Tally the lines in the entries below that contain the string "index", counting only matches with the same uppercase and lowercase letters. Reply with the number alone.

• • •

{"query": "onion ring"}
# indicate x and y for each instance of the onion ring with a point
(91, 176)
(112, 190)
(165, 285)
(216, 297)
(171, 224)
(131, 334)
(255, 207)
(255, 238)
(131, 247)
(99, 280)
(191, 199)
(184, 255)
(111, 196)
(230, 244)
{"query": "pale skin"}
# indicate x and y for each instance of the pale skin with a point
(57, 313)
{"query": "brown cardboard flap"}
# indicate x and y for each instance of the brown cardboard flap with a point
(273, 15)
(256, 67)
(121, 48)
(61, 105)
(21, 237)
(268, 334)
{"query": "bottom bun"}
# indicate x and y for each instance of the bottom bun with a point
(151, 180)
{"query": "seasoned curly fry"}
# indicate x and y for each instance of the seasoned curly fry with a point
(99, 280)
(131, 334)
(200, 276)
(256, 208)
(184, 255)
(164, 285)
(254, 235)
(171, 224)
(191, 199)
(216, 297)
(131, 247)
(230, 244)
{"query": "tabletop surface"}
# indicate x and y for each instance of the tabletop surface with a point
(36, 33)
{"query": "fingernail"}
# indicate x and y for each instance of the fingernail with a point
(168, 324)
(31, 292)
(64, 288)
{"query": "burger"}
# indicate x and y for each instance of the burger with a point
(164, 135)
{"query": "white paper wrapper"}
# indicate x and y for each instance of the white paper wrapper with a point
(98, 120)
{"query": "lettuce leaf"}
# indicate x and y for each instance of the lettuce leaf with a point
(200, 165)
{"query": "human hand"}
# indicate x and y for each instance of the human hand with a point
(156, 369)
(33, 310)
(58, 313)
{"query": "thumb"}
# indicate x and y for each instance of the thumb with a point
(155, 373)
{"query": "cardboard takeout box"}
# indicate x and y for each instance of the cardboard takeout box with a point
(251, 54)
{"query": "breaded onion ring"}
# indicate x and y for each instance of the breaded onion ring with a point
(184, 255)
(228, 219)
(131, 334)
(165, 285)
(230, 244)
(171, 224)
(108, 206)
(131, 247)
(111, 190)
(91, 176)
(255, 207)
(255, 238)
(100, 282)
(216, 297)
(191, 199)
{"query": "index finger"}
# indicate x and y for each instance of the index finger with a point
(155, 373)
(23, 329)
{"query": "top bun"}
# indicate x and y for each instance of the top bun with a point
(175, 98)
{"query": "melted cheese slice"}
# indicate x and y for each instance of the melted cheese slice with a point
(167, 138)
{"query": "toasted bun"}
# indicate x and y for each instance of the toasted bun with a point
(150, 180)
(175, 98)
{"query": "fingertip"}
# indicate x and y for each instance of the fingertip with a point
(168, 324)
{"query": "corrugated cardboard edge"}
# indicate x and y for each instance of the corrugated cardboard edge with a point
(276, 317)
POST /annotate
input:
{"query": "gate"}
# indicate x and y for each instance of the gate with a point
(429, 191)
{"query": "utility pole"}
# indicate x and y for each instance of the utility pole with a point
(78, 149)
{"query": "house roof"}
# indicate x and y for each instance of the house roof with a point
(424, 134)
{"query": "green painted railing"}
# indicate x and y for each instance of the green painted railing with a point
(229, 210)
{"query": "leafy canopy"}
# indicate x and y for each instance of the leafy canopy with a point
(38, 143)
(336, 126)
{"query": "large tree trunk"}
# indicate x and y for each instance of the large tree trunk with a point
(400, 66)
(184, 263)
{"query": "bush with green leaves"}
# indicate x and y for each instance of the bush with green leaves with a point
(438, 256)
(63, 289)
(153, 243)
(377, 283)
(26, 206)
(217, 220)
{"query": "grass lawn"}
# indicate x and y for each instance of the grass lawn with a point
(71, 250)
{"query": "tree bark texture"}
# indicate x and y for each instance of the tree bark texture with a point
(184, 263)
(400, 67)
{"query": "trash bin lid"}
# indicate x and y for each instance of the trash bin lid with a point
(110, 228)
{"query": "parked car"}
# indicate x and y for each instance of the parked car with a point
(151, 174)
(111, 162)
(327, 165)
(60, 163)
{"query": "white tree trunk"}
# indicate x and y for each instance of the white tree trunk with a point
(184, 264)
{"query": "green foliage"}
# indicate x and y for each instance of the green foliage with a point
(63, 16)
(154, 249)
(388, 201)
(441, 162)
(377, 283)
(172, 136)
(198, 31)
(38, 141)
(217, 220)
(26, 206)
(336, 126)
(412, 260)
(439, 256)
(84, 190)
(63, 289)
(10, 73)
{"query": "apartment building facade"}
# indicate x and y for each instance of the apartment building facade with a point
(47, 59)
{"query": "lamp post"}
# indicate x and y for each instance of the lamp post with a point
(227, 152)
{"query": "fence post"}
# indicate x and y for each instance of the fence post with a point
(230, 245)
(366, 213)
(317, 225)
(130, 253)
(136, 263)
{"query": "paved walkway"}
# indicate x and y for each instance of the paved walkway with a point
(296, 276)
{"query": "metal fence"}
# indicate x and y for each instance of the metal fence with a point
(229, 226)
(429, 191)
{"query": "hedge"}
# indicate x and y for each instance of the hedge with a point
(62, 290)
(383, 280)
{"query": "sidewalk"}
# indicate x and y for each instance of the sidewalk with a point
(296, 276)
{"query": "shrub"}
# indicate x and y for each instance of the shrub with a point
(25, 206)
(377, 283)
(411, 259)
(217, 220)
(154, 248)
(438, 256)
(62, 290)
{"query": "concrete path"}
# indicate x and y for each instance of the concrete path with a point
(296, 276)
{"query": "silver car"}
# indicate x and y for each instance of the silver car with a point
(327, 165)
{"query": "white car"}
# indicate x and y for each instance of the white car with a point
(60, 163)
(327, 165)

• • •

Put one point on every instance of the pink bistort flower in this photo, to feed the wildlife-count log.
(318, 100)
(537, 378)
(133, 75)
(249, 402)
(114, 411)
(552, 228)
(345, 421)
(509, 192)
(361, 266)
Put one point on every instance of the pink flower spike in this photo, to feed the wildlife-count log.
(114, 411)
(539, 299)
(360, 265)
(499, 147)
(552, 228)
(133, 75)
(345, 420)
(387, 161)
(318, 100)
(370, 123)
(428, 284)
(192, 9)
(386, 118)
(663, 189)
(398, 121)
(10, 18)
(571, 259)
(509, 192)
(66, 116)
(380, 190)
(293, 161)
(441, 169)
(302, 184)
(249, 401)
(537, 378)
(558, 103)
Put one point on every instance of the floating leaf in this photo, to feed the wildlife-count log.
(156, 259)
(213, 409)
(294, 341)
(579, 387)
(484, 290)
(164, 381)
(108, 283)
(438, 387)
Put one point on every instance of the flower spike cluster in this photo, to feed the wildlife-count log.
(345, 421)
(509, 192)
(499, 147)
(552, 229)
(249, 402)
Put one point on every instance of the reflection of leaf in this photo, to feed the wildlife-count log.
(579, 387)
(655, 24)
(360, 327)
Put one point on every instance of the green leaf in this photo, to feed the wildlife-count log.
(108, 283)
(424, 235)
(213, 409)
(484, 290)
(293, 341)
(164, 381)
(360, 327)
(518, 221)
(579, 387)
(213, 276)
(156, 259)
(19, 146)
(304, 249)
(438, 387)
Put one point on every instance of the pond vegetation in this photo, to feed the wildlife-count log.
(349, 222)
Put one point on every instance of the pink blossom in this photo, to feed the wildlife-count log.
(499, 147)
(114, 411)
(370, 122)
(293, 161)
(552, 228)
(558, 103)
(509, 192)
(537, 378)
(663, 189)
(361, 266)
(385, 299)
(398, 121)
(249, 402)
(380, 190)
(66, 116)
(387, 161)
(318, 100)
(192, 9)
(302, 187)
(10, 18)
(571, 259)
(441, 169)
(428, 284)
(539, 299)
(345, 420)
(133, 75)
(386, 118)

• • •

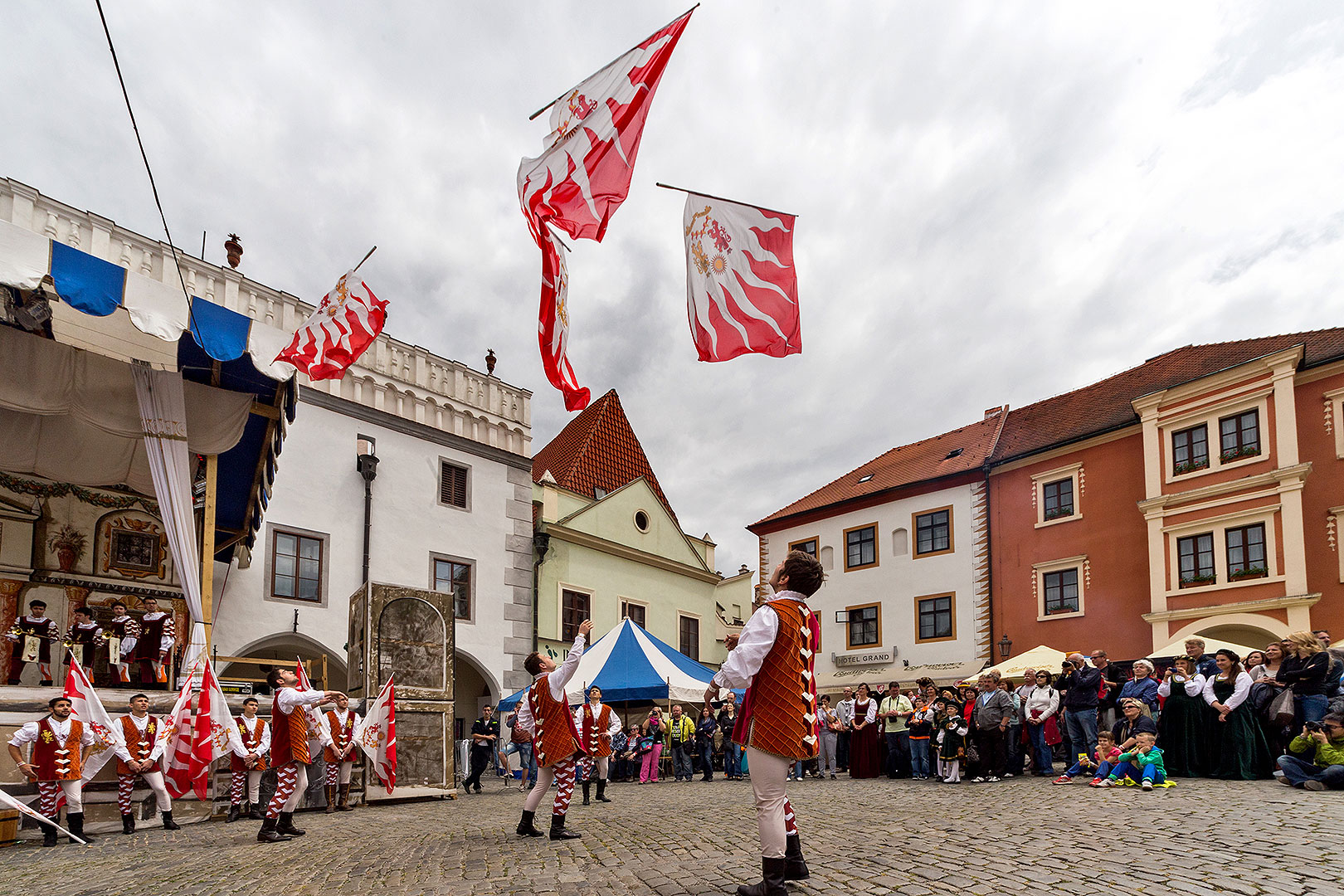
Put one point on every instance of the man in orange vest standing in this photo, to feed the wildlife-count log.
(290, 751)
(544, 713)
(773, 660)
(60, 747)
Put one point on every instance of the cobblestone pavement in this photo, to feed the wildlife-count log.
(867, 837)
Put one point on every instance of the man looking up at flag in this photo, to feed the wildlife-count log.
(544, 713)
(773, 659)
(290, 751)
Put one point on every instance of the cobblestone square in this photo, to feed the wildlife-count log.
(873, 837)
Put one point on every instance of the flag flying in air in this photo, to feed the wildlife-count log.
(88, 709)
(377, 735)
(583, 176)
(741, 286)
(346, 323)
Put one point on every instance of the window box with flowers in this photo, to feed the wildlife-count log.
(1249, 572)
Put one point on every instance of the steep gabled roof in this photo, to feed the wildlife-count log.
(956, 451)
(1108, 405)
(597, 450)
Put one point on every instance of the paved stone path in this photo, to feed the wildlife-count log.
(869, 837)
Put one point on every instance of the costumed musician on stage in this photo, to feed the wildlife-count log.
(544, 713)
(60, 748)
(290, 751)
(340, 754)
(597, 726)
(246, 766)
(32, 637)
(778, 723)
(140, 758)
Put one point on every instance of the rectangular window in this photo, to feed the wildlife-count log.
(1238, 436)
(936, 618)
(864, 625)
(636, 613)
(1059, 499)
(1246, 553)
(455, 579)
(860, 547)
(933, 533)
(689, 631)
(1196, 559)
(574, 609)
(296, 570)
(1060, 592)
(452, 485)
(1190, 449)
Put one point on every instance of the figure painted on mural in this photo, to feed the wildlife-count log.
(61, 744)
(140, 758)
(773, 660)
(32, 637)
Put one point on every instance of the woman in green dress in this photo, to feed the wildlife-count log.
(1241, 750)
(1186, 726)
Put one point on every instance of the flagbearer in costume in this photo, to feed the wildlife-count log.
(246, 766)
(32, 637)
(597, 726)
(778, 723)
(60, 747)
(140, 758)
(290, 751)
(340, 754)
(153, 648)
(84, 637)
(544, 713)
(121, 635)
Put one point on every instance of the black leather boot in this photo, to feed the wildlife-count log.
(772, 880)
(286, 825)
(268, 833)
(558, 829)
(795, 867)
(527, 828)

• • •

**Solution**: 2